Banking History: Currency, Regulation, Money Management and Beyond! 

by | Jun 14, 2024 | Culture

Think about how you manage your money today. You likely have an account at a bank or fintech to store your money and use it to track spending, savings, and more. You may do everything from your computer (or mobile only) and may hardly ever step into a bank branch or use physical money to pay for items. 

Have you ever considered how if you lived a century ago, how you would have managed your money? What about if you lived 1,000 years ago? 

A common theme throughout history is that banking adapts to the way that people use money to pay for goods and services and grow their financial security. Whether it’s offering new financial products or supporting new payment methods, banks evolve over time. But how did we get to where banking is today? 

In this blog, we’ll explore the history of banking, diving into the global roots of different financial innovations that impact our relationship with money and money management! 

Historic Moments in Banking and Finance 

Time: 8000 BCE 
Place: Mesopotamia 
The earliest known version of banking goes back to a system of using clay tokens and envelopes to record trade transactions. This notes the first step in evolving from an economy supported by the direct barter system to one where currency supported the movement of money. 

Time: 7th century BCE 
Place: Present-day Türkiye 
The Kingdom of Lydia was the first place to use standardized metal coins for currency, being chosen for their durability. 

Time: 7th century CE 
Place: China 
China was the first known place to use paper for currency with the advantage that for large transactions, it is easier to carry and use paper notes than lots of heavy, metal coins.

> **TASK INSTRUCTIONS**
• a. Output the banking history passage word for word, starting with "Time: 8000 BCE" and going on through "heavy, metal coins.".
• b. Give the lines of the records as a JSON list of strings, one string per line, starting with the first line of the records and going on through the line with "132;60;139;67", both included. Leave out blank lines.
The banking history passage and the records have no connection to each other.

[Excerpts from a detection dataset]
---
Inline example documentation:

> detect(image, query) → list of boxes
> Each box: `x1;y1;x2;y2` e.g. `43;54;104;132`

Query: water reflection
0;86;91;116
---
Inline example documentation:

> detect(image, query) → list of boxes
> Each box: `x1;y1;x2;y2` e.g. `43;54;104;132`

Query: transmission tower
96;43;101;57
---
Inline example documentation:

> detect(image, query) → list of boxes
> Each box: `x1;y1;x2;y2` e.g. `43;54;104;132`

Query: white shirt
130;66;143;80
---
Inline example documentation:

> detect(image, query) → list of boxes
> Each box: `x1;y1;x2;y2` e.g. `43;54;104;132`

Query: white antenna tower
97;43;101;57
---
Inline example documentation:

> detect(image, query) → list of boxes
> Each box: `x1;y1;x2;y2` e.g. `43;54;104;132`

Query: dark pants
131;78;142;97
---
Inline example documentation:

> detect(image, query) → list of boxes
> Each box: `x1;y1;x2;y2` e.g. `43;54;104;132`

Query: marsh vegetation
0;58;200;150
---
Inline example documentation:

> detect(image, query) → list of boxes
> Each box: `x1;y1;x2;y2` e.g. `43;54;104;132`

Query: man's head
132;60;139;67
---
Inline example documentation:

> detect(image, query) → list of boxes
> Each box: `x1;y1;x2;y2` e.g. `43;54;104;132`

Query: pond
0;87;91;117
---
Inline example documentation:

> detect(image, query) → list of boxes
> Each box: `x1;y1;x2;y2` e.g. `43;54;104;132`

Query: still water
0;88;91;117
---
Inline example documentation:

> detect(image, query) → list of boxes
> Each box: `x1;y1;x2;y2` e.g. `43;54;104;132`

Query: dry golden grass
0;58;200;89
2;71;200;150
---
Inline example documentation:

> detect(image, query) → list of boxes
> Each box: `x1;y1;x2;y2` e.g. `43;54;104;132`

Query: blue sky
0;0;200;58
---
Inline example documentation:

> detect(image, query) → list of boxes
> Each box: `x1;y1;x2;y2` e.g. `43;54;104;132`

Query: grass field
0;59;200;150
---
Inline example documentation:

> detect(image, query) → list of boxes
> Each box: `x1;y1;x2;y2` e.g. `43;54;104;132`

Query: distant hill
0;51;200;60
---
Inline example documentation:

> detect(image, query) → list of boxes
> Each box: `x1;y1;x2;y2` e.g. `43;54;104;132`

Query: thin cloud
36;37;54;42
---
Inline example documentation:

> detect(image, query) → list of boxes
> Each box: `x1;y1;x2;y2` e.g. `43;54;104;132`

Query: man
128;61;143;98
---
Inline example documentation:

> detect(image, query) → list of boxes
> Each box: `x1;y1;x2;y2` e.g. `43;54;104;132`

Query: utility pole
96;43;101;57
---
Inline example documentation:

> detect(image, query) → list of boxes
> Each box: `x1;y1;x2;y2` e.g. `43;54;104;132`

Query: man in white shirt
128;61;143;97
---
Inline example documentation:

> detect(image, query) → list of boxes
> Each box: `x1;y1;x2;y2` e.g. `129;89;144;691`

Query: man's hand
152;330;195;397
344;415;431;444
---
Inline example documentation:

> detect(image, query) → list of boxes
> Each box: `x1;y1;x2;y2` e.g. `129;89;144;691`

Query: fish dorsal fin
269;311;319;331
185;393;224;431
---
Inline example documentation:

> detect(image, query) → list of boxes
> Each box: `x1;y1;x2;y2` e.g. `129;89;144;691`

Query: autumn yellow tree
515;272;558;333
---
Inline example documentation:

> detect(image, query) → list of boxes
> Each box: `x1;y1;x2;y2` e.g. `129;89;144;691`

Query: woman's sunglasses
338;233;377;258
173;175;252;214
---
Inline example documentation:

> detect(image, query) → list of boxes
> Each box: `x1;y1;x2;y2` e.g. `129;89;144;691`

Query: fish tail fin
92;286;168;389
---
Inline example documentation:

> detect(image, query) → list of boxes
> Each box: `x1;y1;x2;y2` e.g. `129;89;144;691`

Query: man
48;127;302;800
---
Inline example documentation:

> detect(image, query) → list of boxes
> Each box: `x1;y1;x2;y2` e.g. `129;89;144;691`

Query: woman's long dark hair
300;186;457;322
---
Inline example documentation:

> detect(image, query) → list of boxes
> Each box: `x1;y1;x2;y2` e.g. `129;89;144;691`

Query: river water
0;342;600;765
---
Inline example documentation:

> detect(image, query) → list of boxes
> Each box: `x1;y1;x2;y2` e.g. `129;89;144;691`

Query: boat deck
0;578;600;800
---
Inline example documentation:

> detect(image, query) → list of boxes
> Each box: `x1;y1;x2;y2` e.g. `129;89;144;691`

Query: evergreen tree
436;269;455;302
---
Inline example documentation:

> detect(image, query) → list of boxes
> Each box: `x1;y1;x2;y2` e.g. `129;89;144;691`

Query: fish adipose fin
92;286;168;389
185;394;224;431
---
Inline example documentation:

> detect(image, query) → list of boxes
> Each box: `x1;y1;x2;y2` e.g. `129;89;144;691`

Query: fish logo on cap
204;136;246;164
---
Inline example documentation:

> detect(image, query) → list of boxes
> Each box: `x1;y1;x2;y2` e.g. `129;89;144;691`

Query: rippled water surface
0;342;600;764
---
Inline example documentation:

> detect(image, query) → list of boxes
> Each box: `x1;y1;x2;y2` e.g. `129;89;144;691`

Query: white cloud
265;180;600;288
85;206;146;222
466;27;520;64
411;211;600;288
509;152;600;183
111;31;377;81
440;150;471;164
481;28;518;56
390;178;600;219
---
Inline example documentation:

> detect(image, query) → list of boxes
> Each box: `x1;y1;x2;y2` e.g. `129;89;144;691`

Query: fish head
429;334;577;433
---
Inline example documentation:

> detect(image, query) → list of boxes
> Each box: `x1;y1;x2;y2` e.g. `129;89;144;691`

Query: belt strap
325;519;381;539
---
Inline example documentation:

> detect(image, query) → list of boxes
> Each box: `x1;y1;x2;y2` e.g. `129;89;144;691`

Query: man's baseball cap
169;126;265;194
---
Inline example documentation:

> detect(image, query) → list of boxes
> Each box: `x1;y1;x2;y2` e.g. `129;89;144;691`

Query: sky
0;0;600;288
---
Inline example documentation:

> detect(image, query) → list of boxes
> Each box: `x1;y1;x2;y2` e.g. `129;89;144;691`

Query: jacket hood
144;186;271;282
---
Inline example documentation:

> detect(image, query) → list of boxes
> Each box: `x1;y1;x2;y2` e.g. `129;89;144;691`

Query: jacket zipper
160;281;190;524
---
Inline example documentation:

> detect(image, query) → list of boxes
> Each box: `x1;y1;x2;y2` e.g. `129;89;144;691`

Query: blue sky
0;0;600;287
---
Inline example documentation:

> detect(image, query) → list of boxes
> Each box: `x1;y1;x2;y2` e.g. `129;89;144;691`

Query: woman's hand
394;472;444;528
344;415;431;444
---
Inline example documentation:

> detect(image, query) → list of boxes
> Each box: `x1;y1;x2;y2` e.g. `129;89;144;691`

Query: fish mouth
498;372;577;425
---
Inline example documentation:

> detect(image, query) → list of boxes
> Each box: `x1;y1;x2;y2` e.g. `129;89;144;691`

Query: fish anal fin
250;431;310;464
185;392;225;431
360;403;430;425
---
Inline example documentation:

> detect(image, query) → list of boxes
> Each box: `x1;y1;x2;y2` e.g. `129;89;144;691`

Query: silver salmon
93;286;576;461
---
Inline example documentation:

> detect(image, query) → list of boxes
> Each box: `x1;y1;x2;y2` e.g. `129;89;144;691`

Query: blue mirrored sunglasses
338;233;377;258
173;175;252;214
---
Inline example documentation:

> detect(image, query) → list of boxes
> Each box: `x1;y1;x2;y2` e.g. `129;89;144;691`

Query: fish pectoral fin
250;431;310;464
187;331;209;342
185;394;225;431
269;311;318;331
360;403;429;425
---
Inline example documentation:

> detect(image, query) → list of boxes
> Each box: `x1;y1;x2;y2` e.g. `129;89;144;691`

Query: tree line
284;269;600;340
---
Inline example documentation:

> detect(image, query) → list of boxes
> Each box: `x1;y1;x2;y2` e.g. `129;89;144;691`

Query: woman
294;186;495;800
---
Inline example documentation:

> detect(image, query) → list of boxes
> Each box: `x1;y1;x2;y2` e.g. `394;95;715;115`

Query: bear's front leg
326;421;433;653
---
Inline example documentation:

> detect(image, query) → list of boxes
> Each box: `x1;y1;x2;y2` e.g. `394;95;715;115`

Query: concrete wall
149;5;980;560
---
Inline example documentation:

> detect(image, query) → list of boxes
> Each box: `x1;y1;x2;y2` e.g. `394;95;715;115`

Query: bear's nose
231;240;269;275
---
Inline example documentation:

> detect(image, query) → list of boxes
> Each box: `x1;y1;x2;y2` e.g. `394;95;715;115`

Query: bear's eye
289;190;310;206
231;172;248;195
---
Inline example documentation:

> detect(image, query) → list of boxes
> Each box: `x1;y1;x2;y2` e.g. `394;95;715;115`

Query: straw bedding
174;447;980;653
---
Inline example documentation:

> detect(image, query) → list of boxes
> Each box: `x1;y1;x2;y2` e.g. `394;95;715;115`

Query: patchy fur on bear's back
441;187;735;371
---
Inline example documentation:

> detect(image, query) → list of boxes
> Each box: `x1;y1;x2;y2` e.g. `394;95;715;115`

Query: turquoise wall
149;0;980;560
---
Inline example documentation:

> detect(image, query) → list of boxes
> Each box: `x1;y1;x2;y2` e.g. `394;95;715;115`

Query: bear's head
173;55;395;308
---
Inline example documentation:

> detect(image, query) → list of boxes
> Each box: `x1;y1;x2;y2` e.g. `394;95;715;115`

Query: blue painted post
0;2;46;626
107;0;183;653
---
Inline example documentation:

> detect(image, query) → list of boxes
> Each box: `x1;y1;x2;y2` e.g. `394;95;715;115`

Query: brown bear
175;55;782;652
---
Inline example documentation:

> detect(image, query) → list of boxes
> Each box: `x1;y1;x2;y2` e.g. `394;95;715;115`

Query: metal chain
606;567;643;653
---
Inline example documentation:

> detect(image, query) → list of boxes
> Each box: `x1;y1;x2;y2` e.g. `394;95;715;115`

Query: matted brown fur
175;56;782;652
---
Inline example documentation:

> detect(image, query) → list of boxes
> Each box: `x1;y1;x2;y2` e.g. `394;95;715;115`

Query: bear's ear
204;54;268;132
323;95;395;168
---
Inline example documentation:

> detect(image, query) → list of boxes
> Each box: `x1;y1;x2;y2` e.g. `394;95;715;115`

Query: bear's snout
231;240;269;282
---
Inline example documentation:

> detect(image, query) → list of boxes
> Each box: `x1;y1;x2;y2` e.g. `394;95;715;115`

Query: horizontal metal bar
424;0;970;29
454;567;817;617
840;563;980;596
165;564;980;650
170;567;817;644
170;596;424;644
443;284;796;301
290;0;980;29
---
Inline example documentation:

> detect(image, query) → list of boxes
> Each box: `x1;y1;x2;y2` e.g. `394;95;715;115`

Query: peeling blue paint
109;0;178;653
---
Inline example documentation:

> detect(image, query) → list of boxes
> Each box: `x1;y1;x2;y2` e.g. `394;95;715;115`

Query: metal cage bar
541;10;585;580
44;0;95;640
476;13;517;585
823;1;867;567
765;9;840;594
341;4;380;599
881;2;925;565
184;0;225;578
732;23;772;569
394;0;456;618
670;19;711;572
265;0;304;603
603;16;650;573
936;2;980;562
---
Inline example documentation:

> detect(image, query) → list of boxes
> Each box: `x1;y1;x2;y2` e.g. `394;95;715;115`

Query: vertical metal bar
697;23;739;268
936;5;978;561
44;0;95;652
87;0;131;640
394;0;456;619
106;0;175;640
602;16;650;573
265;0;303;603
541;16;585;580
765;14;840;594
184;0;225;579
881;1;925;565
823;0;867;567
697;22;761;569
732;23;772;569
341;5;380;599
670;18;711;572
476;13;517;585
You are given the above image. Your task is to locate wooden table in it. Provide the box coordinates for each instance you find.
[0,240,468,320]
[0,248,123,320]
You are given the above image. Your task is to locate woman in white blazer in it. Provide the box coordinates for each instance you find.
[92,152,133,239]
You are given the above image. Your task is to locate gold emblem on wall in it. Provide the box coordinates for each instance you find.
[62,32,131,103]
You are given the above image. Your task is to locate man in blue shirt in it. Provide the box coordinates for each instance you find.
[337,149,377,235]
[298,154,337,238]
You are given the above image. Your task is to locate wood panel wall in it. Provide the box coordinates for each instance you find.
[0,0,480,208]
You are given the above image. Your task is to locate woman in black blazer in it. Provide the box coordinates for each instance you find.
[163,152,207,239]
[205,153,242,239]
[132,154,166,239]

> **WRITTEN ANSWERS**
• a.
Time: 8000 BCE 
Place: Mesopotamia 
The earliest known version of banking goes back to a system of using clay tokens and envelopes to record trade transactions. This notes the first step in evolving from an economy supported by the direct barter system to one where currency supported the movement of money. 

Time: 7th century BCE 
Place: Present-day Türkiye 
The Kingdom of Lydia was the first place to use standardized metal coins for currency, being chosen for their durability. 

Time: 7th century CE 
Place: China 
China was the first known place to use paper for currency with the advantage that for large transactions, it is easier to carry and use paper notes than lots of heavy, metal coins.

• b.
[
  "---",
  "Inline example documentation:",
  "> detect(image, query) → list of boxes",
  "> Each box: `x1;y1;x2;y2` e.g. `43;54;104;132`",
  "Query: water reflection",
  "0;86;91;116",
  "---",
  "Inline example documentation:",
  "> detect(image, query) → list of boxes",
  "> Each box: `x1;y1;x2;y2` e.g. `43;54;104;132`",
  "Query: transmission tower",
  "96;43;101;57",
  "---",
  "Inline example documentation:",
  "> detect(image, query) → list of boxes",
  "> Each box: `x1;y1;x2;y2` e.g. `43;54;104;132`",
  "Query: white shirt",
  "130;66;143;80",
  "---",
  "Inline example documentation:",
  "> detect(image, query) → list of boxes",
  "> Each box: `x1;y1;x2;y2` e.g. `43;54;104;132`",
  "Query: white antenna tower",
  "97;43;101;57",
  "---",
  "Inline example documentation:",
  "> detect(image, query) → list of boxes",
  "> Each box: `x1;y1;x2;y2` e.g. `43;54;104;132`",
  "Query: dark pants",
  "131;78;142;97",
  "---",
  "Inline example documentation:",
  "> detect(image, query) → list of boxes",
  "> Each box: `x1;y1;x2;y2` e.g. `43;54;104;132`",
  "Query: marsh vegetation",
  "0;58;200;150",
  "---",
  "Inline example documentation:",
  "> detect(image, query) → list of boxes",
  "> Each box: `x1;y1;x2;y2` e.g. `43;54;104;132`",
  "Query: man's head",
  "132;60;139;67"
]